■ **Written task 1**:
Reproduce word for word the part of the passage on the European Commission that runs from "On banking, Barroso" down to "the usual rules.".

[Start Excerpt]

But although arch-hooligan Commissioners Frits Bolkestein and Charlie McCreevy have now left the scene, hooliganism itself is by no means a thing of the past. For example the Commission is currently demanding that the Spanish ship- building industry repay subsidies it received from the Spanish government, which it says are in breach of EU competition rules. The probable outcome will be a loss of ship-building jobs at a time when unemployment in Spain stands at 26.8 per cent, and is forecast by the OECD to increase. And the Commission has also been using its role as a Troika creditor to enforce competition rules on countries which have had to take emergency loans. Thus the Portuguese and Greek governments are being forced to open up more public sector procurement to foreign enterprises at a time when increased imports can only aggravate their deepening depressions. Such measures are completely dysfunctional from the point of view of public finance in these countries - but they are being sneaked in by the Commission because the view remains prevalent that market-led integration is the absolute priority in EU policy-making.
Nevertheless, there are signs that the Commission is waking up to the political dangers of its current stance. In April, Commission President José Barroso sounded the alarm: ‘While I think this policy [austerity] is fundamentally right, I think it has reached its limits. A policy to be successful not only has to be properly designed, it has to have the minimum of political and social support.’ (And the political situation for the EU and for the European project has only deteriorated since, not least in Barroso’s homeland, Portugal.) That was a speech that did not receive a warm welcome in Berlin, but Barroso has also had to offend German leaders again, by pressing for rapid progress on the banking union and a temporary relaxation of the Stability Pact rules.
On banking, Barroso has argued: ‘We cannot eliminate the risk of future bank failures, but with the Single Resolution Mechanism and the Resolution Fund it should be banks themselves – and not European taxpayers – who should shoulder the burden of losses in the future.’ This approach would still involve potentially massive international transfers, as banks in one country (or, more strictly, their shareholders and customers) pay for losses in another. And it is the treatment of the losses which is located in the future: the losses themselves may already exist - in Spanish banks, for example. On the Stability Pact, meanwhile, countries are being invited to put forward public investment projects with the promise that the related expenditures will be exempt from the usual rules.

[End Excerpt]

■ **Written task 2**:
How many lines of the rows below contain the string "outline"? Give only the number.

[Start Raw records]

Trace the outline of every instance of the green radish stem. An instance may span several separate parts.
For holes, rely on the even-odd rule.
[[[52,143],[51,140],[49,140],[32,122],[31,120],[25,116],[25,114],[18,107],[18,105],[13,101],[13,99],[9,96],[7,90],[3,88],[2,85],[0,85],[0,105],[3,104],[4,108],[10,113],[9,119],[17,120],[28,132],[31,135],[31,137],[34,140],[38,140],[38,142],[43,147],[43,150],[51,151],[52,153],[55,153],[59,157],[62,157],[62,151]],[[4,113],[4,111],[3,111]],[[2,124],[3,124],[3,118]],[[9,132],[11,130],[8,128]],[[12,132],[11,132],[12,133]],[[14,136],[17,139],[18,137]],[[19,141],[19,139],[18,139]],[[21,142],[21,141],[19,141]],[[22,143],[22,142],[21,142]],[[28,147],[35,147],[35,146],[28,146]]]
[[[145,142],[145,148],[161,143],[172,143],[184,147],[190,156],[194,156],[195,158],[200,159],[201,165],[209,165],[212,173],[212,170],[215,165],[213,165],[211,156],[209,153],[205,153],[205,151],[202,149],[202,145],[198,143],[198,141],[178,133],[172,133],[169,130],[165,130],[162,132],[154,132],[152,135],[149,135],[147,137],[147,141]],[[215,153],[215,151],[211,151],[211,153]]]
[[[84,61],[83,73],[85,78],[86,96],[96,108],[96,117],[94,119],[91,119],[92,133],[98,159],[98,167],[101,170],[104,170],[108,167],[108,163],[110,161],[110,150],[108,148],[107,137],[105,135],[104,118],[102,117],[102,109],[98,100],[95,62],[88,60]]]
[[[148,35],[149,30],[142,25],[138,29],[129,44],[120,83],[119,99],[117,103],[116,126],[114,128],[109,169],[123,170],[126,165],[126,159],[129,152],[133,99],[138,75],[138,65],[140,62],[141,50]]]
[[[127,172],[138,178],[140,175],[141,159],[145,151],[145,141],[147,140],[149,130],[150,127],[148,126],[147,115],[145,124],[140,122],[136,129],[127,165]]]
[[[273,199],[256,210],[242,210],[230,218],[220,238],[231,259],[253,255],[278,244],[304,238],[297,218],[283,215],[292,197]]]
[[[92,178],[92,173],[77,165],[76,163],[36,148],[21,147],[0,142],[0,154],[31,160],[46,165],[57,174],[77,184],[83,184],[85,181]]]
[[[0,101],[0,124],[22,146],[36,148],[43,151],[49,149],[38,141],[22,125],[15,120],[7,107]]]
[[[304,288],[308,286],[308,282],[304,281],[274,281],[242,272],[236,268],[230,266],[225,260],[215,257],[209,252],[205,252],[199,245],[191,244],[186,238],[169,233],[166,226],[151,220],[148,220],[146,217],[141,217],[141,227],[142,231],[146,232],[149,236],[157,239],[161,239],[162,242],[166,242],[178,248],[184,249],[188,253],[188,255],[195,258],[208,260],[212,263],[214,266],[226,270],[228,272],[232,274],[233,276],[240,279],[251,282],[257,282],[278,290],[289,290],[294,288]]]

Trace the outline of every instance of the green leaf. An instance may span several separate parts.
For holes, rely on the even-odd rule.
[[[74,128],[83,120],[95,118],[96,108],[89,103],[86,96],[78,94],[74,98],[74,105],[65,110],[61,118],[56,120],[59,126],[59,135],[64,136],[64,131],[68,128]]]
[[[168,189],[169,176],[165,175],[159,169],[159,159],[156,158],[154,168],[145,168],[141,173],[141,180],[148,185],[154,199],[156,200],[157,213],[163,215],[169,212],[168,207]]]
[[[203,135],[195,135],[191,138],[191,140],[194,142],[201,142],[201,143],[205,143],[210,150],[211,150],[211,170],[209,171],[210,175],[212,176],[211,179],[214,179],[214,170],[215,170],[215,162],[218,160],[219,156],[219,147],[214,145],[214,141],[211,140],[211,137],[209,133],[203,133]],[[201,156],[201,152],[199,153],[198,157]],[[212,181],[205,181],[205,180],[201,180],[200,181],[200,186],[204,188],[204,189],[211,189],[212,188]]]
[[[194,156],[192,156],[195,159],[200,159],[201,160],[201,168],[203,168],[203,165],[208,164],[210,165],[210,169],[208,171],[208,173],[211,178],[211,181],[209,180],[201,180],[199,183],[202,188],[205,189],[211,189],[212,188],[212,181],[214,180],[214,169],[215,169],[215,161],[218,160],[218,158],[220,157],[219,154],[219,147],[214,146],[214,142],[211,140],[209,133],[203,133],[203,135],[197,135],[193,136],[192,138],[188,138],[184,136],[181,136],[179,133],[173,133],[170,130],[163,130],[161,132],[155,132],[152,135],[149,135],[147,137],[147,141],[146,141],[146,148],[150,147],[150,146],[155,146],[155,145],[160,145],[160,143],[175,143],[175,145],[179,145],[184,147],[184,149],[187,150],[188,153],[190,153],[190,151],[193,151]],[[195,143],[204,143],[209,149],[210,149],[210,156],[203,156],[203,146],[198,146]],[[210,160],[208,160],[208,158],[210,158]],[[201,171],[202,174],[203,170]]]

[End Raw records]

■ **Right answer 1**:
On banking, Barroso has argued: ‘We cannot eliminate the risk of future bank failures, but with the Single Resolution Mechanism and the Resolution Fund it should be banks themselves – and not European taxpayers – who should shoulder the burden of losses in the future.’ This approach would still involve potentially massive international transfers, as banks in one country (or, more strictly, their shareholders and customers) pay for losses in another. And it is the treatment of the losses which is located in the future: the losses themselves may already exist - in Spanish banks, for example. On the Stability Pact, meanwhile, countries are being invited to put forward public investment projects with the promise that the related expenditures will be exempt from the usual rules.

■ **Right answer 2**:
2